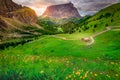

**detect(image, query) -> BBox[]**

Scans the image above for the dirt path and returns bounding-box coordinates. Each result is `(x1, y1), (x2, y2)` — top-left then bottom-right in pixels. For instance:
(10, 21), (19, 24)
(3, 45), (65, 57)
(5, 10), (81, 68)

(51, 35), (67, 40)
(29, 35), (78, 44)
(87, 27), (111, 45)
(29, 26), (120, 45)
(29, 27), (111, 45)
(87, 36), (94, 45)
(51, 35), (78, 41)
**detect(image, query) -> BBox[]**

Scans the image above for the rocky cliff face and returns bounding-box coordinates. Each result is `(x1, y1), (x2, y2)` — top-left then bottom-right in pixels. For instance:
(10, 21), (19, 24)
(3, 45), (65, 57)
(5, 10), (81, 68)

(0, 0), (38, 24)
(42, 2), (81, 19)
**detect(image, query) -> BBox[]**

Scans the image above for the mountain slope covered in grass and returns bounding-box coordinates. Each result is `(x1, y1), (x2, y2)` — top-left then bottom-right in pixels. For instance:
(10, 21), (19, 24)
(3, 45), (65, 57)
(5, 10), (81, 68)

(0, 0), (52, 43)
(0, 30), (120, 80)
(0, 15), (47, 42)
(80, 3), (120, 32)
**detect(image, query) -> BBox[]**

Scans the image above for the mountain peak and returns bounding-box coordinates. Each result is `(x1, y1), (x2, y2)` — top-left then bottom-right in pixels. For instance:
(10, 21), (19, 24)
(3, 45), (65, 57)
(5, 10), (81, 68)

(68, 1), (74, 5)
(42, 2), (81, 19)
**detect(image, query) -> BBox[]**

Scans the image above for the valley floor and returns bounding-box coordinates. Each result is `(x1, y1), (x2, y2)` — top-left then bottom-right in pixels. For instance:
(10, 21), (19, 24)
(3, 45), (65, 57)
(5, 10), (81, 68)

(0, 30), (120, 80)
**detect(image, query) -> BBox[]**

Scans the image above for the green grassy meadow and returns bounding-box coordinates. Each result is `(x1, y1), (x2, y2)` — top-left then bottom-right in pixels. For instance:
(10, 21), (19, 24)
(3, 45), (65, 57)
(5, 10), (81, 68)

(0, 1), (120, 80)
(0, 30), (120, 80)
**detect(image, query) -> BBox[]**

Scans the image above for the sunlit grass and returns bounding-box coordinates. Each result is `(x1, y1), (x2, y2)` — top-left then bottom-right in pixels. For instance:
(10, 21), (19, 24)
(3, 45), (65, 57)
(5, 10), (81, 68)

(0, 31), (120, 80)
(57, 32), (92, 39)
(0, 54), (119, 80)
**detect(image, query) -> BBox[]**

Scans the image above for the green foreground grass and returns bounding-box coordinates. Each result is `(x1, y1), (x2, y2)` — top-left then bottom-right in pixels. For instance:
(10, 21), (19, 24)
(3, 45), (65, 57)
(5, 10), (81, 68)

(0, 31), (120, 80)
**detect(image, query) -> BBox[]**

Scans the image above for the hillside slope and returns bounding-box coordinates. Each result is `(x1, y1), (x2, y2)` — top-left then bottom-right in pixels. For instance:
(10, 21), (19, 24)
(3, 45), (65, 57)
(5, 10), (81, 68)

(79, 3), (120, 32)
(0, 0), (49, 42)
(60, 3), (120, 34)
(0, 30), (119, 80)
(0, 16), (41, 41)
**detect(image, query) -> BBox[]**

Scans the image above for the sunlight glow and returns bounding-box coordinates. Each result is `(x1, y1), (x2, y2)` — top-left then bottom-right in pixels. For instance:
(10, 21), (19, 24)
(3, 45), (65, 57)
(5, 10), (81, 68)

(30, 7), (47, 16)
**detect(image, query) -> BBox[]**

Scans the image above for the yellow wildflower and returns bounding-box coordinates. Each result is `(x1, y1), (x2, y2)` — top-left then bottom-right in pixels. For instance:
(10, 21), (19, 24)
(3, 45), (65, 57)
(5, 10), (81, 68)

(84, 71), (89, 78)
(40, 70), (44, 74)
(106, 74), (110, 78)
(48, 60), (52, 63)
(90, 72), (93, 74)
(115, 74), (119, 77)
(111, 62), (114, 64)
(80, 76), (82, 79)
(94, 74), (98, 76)
(66, 76), (68, 79)
(76, 71), (80, 75)
(68, 75), (72, 78)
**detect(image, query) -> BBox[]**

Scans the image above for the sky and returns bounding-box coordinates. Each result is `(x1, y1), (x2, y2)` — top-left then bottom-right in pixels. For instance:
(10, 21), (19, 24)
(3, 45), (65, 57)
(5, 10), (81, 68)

(13, 0), (120, 16)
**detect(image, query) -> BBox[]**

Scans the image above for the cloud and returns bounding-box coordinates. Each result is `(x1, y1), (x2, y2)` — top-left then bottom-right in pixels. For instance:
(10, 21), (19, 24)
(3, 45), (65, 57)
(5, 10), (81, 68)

(13, 0), (120, 16)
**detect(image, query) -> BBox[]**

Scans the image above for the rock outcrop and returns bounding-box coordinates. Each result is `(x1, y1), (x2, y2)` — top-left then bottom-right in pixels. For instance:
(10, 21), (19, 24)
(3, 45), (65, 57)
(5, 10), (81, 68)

(0, 0), (38, 24)
(42, 2), (81, 19)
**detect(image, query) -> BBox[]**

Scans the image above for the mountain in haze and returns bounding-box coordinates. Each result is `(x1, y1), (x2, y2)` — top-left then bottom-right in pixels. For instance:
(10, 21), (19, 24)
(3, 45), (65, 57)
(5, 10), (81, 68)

(42, 2), (81, 19)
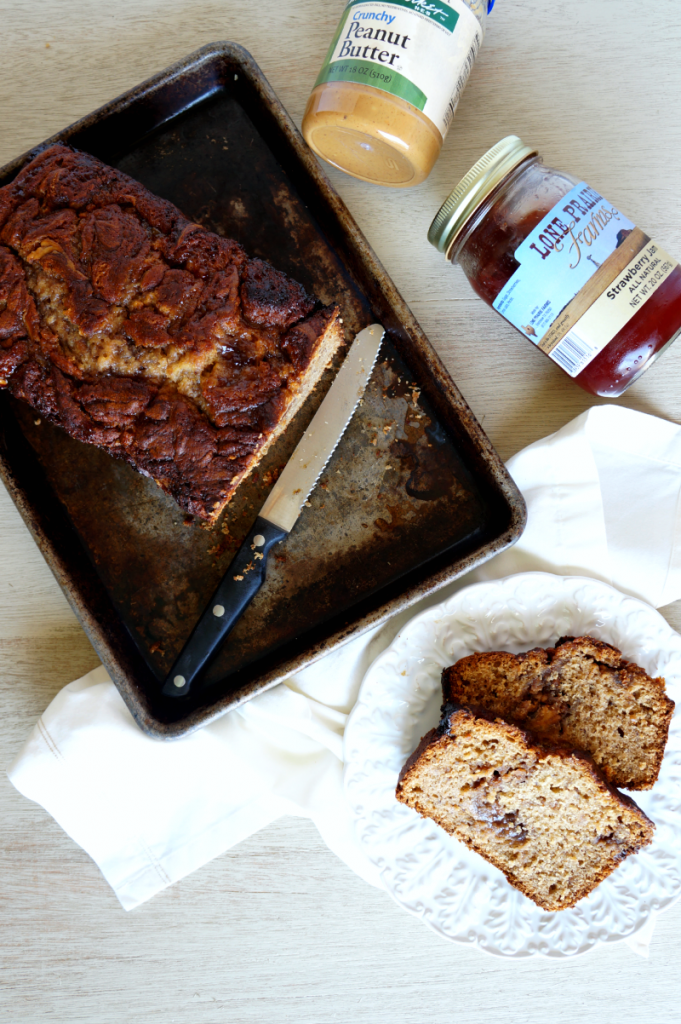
++++++
* WHAT IS NEEDED: Could you print all the entries exactly as they stand, with the pictures left out?

* TASK OUTPUT:
**detect(image, query) -> BBox[]**

Scans the image above for the dirt path and returns bounding-box coordinates. Each result is `(x1, y1), (x2, y2)` — top-left then bottom-right in pixels. For instance:
(10, 21), (19, 24)
(3, 45), (65, 57)
(5, 10), (81, 68)

(51, 35), (67, 40)
(29, 35), (78, 44)
(87, 27), (111, 45)
(29, 26), (120, 45)
(29, 27), (111, 45)
(87, 36), (94, 45)
(51, 35), (78, 41)
**detect(image, query) -> BBox[]**

Scans the image above for the rocky cliff face and returns bounding-box coordinates. Each result is `(x1, y1), (x2, y2)` — top-left then bottom-right in pixels. For instance:
(10, 21), (19, 24)
(3, 45), (65, 57)
(5, 10), (81, 68)

(0, 0), (38, 24)
(42, 2), (81, 19)
**detect(image, query) -> BBox[]**

Scans the image above for the mountain slope covered in grass and returns bounding-box coordinates. Each result is `(x1, y1), (x2, y2)` — top-left then bottom-right in pixels. For instance:
(10, 21), (19, 24)
(3, 45), (65, 57)
(5, 10), (81, 68)

(0, 0), (52, 43)
(0, 30), (120, 80)
(0, 15), (47, 42)
(80, 3), (120, 32)
**detect(image, query) -> BBox[]**

Scans the image above for the mountain peak and returns bounding-box coordinates. Each result is `(x1, y1), (x2, y2)` — top-left then bottom-right in pixels. For instance:
(10, 21), (19, 24)
(3, 45), (65, 57)
(5, 10), (81, 68)

(68, 1), (74, 5)
(42, 2), (81, 19)
**detect(image, query) -> BBox[]**

Scans the image above for the valley floor and returns bounding-box coordinates. Each result is `(x1, y1), (x2, y2)` — top-left then bottom-right in pixels. For instance:
(10, 21), (19, 24)
(3, 45), (65, 57)
(5, 10), (81, 68)

(0, 30), (120, 80)
**detect(image, query) -> BBox[]**

Scans the image above for the green grassy meadow and returns bounding-box coordinates. Each result is `(x1, y1), (x2, y2)` — top-left then bottom-right in pixels. For instance:
(10, 21), (19, 24)
(3, 45), (65, 57)
(5, 10), (81, 68)

(0, 1), (120, 80)
(0, 30), (120, 80)
**detect(image, query) -> BBox[]**

Scans the image above for the sunlit grass and returns bounding-box coordinates. Each result is `(x1, y1), (x2, y2)` — top-left then bottom-right in pixels. For instance:
(10, 21), (19, 24)
(3, 45), (65, 57)
(5, 10), (81, 68)

(0, 31), (120, 80)
(57, 32), (92, 39)
(0, 54), (119, 80)
**detect(image, query) -> BBox[]**

Scans the image above for the green foreground grass and returns bounding-box coordinates. Each result is `(x1, y1), (x2, y2)` — top-left then bottom-right in pixels. For instance:
(10, 21), (19, 24)
(3, 45), (65, 57)
(5, 10), (81, 68)

(0, 31), (120, 80)
**detect(image, query) -> BBox[]**

Scans the image above for the hillside slope and returns bounding-box coordinates. Each result is `(x1, y1), (x2, y2)` — top-left then bottom-right in pixels. For instance:
(10, 21), (19, 24)
(3, 45), (65, 57)
(5, 10), (81, 68)

(79, 3), (120, 32)
(0, 0), (49, 42)
(60, 3), (120, 34)
(0, 30), (119, 80)
(0, 16), (41, 41)
**detect(image, query) -> BBox[]**

Scans the image above for the sunlight glow and returns bounding-box coordinates. Each result is `(x1, y1), (x2, y2)` — top-left then bottom-right in pixels. For instance:
(10, 21), (19, 24)
(3, 45), (65, 57)
(5, 10), (81, 68)

(30, 7), (47, 16)
**detect(image, query) -> BBox[]**

Scans the image above for the yellow wildflower and returns bounding-box coordinates. Each result is `(x1, y1), (x2, y2)` — top-left then bottom-right in pixels. For instance:
(10, 21), (19, 24)
(3, 45), (65, 57)
(5, 10), (81, 68)

(84, 71), (89, 78)
(40, 70), (44, 74)
(106, 74), (110, 78)
(48, 60), (52, 63)
(90, 72), (93, 74)
(115, 74), (119, 77)
(111, 62), (114, 64)
(80, 76), (82, 79)
(94, 74), (98, 76)
(66, 76), (68, 79)
(76, 71), (80, 75)
(68, 75), (72, 78)
**detect(image, query) -> BBox[]**

Scans the image above for the sky and returns bounding-box coordinates. Each result is `(x1, y1), (x2, y2)` — top-left then bottom-right in pixels. For instance:
(10, 21), (19, 24)
(3, 45), (65, 57)
(5, 10), (81, 68)

(13, 0), (120, 16)
**detect(image, query) -> BBox[]**

Scans the image above for the cloud and returns bounding-box coordinates. Each result is `(x1, y1), (x2, y2)` — top-left then bottom-right in pixels. For instance:
(10, 21), (19, 24)
(3, 45), (65, 57)
(5, 10), (81, 68)

(13, 0), (120, 16)
**detect(image, query) -> BBox[]**

Scans the image above for the rock outcrop and returns bounding-box coordinates. Each result is `(x1, y1), (x2, y2)` — top-left then bottom-right in pixels. For instance:
(10, 21), (19, 24)
(3, 45), (65, 57)
(5, 10), (81, 68)

(0, 0), (38, 24)
(42, 2), (81, 19)
**detect(image, query) -> BBox[]**

Scans the image above for the mountain in haze and returns bounding-box coordinates. Each result is `(x1, y1), (x2, y2)` — top-left then bottom-right in pixels. For instance:
(10, 21), (19, 24)
(3, 45), (65, 57)
(5, 10), (81, 68)

(42, 2), (81, 19)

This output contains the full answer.